ФРАГМЕНТ ДОКУМЕНТА:
Читаем Литература факта и проект литературного позитивизма в Советском Союзе 1920-х годов полностью

Примечательно, однако, что, критикуя идеологическую абстракцию и «вещный идеализм» буржуазии, Арватов не сводит пролетарскую материальную культуру к «весомым, грубым, зримым» предметам, напротив, он подчеркивает, что ее характеризует «электричество и радио, – технические системы, в которых <…> производственная и потребительская формы энергий получают одинаковое применение» (82). Поэтому для Арватова в конечном счете весь «новый мир вещей, определяя собой и новый облик человека, как психофизической особы, дикт<ует> формы жестикуляции, движения, действования <…> Эволюционировала и психика» (80, курсив наш).

Если при капитализме товарные отношения блокируют способность вещей трансформировать сознание, буржуазия «сводит их к статусу вещи», то социалистический объект Арватова провоцирует намного большую подвижность сознания «психофизической особы». «Вещь, как дополнение физиологически-трудовых приспособлений организма <…> как орудие и как сотрудник не существует в быту буржуазии» (79). В отличие от буржуазии пролетариат непосредственно физически вовлечен в производство, а сам объект как бы еще помнит его руку[294]; в свою очередь, техническая интеллигенция, уже живущая «в мире ей не принадлежащих, но ею организуемых, ее труд обусловливающих вещей»[295], оказывается вовлечена психически, она уже связана с техническими системами электричества и радио самой психофизикой мозга. Вещь окончательно превращается из орудия в товарища, сотрудника, агента, наделенного сознанием, или, во всяком случае, на нее теперь распределяется часть психофизических функций.

Первым о том, что «инструменты письма тоже трудятся над нашими мыслями», заговорил Ницше, первый физиолог морали и медиатеоретик, провозвестник дискурсивной сети 1900. Производственник советских 1920-х входит в еще более плотный симбиоз с вещами и растормаживает объекты, видит их не застывшими декоративными формами, а подвижными, как при потоке сознания, удерживается в шаге от их «развинчивания» – во многом благодаря анамнезу литературных физиологий XIX века. Когда-то такую же подвижность вещей и их способность «трансформировать сознание» демонстрировал класс коллежских асессоров: «Люди воображают, будто человеческий мозг находится в голове; совсем нет: он приносится ветром со стороны Каспийского моря»[296].

В «Записках сумасшедшего» драма письма уже разворачивалась в духе расщепленного восхищения западными техническими специалистами и указания на их (политические) недоработки[297], а дом оказывался машиной[298], как о том мечтали конструктивистские архитекторы. Эмблема натуральной школы, Гоголь был, возможно, первым в русской литературе, кто указал на агентность материального мира, способность вещей собираться в самые неожиданные ассамбляжи и даже проявлять известное своенравие. Почти век спустя Арватов констатирует, что «новый мир вещей», дополненный техническими средствами записи и трансляции, начинает еще активнее «диктовать формы жестикуляции, движения, действования» (80).

ЗАДАНИЕ 1: Переведите на английский язык следующее предложение из фрагмента документа: «Вещь окончательно превращается из орудия в товарища, сотрудника, агента, наделенного сознанием, или, во всяком случае, на нее теперь распределяется часть психофизических функций».
ЗАДАНИЕ 2: Обновите участок записей от строки, содержащей «Which spot sits on each instance of the round», до строки, содержащей «x=103 y=229», включительно, заменив «woven» на «wicker». Приведите только эти строки.
Фрагмент документа и записи никак не связаны между собой.

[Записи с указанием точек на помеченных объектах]
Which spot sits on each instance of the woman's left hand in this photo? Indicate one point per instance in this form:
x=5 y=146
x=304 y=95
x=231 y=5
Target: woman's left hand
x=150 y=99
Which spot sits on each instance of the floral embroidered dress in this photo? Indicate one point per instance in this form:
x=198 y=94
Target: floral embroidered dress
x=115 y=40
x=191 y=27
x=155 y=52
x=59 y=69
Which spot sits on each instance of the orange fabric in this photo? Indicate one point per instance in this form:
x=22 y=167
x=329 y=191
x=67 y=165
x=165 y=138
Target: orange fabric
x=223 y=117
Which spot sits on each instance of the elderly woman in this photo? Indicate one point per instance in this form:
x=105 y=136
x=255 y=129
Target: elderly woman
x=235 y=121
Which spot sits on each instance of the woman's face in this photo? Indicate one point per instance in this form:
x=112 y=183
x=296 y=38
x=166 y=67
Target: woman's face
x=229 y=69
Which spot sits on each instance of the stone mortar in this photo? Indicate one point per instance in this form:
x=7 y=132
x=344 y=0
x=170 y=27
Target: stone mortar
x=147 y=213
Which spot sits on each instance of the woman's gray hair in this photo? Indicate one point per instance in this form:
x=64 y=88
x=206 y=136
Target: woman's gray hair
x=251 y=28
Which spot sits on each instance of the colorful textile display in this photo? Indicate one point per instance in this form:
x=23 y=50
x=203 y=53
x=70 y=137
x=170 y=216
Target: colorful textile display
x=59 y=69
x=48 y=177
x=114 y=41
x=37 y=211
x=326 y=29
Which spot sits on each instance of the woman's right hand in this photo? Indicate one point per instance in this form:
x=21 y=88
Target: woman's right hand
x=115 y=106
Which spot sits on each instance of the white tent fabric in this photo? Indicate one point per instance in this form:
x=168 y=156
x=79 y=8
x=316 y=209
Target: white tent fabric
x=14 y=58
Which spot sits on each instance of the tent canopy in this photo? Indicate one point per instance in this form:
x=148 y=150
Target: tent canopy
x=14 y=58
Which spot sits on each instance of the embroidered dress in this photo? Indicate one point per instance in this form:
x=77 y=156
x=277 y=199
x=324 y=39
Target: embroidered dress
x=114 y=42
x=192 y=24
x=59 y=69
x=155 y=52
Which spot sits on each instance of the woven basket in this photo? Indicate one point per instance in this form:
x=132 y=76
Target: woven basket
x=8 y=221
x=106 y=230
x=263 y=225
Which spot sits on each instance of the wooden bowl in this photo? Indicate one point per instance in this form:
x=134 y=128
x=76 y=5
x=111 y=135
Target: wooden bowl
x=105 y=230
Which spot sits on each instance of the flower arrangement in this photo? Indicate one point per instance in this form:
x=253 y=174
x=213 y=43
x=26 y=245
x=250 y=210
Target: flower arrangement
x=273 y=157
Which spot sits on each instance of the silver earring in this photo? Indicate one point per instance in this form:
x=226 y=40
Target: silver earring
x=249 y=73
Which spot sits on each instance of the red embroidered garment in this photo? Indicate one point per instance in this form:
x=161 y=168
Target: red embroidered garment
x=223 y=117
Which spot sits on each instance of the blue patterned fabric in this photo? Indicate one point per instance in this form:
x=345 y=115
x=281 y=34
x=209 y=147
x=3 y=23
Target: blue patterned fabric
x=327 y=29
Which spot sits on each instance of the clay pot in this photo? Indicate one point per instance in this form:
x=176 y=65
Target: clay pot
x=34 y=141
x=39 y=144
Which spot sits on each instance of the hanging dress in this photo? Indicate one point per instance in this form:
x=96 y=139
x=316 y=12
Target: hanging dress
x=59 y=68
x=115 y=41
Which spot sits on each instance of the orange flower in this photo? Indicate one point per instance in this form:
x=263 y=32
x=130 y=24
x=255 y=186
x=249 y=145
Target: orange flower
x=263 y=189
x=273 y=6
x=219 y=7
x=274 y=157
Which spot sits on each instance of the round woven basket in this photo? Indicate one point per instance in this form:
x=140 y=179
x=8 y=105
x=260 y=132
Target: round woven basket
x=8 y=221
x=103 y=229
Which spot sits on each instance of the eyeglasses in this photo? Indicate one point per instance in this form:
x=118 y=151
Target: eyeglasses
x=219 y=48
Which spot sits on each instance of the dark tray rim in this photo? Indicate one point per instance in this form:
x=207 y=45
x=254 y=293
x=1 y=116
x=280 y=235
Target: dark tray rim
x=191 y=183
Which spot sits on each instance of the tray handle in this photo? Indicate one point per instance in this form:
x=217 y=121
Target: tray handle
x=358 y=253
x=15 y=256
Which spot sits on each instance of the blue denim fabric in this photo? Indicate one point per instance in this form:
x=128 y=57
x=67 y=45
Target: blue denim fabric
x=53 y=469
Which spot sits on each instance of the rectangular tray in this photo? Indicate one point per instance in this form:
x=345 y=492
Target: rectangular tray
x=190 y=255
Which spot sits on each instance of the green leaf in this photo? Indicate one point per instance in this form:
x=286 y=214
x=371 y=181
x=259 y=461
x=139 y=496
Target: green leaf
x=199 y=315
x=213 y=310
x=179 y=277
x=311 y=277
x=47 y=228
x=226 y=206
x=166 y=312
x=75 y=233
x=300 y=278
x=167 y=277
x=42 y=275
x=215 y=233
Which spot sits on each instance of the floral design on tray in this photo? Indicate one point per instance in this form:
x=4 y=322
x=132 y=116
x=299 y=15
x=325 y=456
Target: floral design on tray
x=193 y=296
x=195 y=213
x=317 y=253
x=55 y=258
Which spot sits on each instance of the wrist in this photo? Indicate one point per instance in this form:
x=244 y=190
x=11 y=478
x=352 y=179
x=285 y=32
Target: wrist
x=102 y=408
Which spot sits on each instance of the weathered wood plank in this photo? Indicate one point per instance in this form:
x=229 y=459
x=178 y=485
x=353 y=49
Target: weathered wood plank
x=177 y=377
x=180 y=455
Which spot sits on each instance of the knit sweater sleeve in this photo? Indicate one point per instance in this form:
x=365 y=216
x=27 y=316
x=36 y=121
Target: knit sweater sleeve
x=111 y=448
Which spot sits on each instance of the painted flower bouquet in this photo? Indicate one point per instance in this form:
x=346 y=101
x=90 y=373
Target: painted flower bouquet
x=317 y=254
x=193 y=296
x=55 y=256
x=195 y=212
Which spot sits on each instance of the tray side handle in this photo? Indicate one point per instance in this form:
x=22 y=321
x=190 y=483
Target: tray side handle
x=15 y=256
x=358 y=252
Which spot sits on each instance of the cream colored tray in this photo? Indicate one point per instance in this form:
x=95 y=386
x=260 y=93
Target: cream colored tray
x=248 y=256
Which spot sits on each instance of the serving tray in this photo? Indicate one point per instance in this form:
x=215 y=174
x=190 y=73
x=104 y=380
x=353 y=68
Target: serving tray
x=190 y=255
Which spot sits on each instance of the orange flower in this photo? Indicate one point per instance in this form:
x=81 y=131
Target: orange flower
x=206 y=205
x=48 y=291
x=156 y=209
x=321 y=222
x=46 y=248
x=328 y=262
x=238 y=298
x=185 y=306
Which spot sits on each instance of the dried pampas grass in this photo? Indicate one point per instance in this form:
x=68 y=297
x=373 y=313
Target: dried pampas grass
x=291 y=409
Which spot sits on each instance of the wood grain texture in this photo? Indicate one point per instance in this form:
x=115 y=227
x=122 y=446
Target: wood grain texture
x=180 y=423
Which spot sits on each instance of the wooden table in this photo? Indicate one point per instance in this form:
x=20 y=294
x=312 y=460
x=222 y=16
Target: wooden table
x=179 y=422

ОТВЕТ 1: The thing finally turns from a tool into a comrade, a co-worker, an agent endowed with consciousness, or at any rate a share of psychophysical functions is now distributed onto it.

ОТВЕТ 2:
Which spot sits on each instance of the round wicker basket in this photo? Indicate one point per instance in this form:
x=140 y=179
x=8 y=105
x=260 y=132
Target: round wicker basket
x=8 y=221
x=103 y=229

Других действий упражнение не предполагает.